EXERCISE BRIEF.
Make an exact copy of the records below, excluding images.

SUPPLIED DATA.
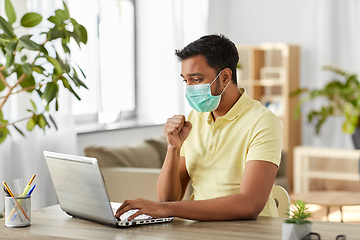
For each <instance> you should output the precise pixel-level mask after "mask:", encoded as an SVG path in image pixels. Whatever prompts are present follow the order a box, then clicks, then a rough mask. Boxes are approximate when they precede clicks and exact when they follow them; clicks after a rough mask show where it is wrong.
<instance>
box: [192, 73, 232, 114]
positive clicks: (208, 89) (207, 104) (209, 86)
mask: <svg viewBox="0 0 360 240" xmlns="http://www.w3.org/2000/svg"><path fill="white" fill-rule="evenodd" d="M222 71H223V70H221V72H219V74H218V75H217V76H216V78H215V79H214V80H213V81H212V82H211V83H206V84H198V85H186V88H185V96H186V99H187V100H188V102H189V104H190V106H191V107H192V108H193V109H195V110H196V111H198V112H211V111H214V110H216V109H217V108H218V107H219V104H220V100H221V95H222V94H223V92H224V91H225V89H226V88H227V87H228V86H229V84H230V82H231V81H229V83H228V84H227V85H226V87H225V88H224V90H222V92H221V93H220V95H217V96H213V95H212V94H211V88H210V86H211V85H212V84H213V83H214V82H215V80H216V79H217V78H218V77H219V75H220V74H221V73H222Z"/></svg>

REPLY TO THE EXERCISE.
For each <instance> you should output the precise pixel-level mask after "mask:", encoded as an SVG path in image pixels. Whatever prompts are present follow the order a box, then clicks, then a rough mask. Boxes are approximate when they precede clicks and exact when they follow them; clicks after a rough mask show where it is wrong.
<instance>
box: [192, 73, 232, 114]
positive clicks: (208, 89) (207, 104) (209, 86)
mask: <svg viewBox="0 0 360 240" xmlns="http://www.w3.org/2000/svg"><path fill="white" fill-rule="evenodd" d="M222 71H223V70H221V72H219V74H218V75H217V76H216V78H215V79H214V80H213V81H212V82H211V83H206V84H198V85H186V88H185V96H186V99H187V100H188V102H189V104H190V106H191V107H192V108H193V109H195V110H196V111H198V112H211V111H214V110H216V109H217V108H218V107H219V104H220V100H221V95H222V94H223V92H224V91H225V89H226V88H227V87H228V86H229V84H230V82H231V81H229V83H228V84H227V85H226V87H225V88H224V90H222V92H221V93H220V95H217V96H213V95H212V94H211V88H210V86H211V85H212V84H213V83H214V82H215V80H216V79H217V78H218V77H219V75H220V74H221V73H222Z"/></svg>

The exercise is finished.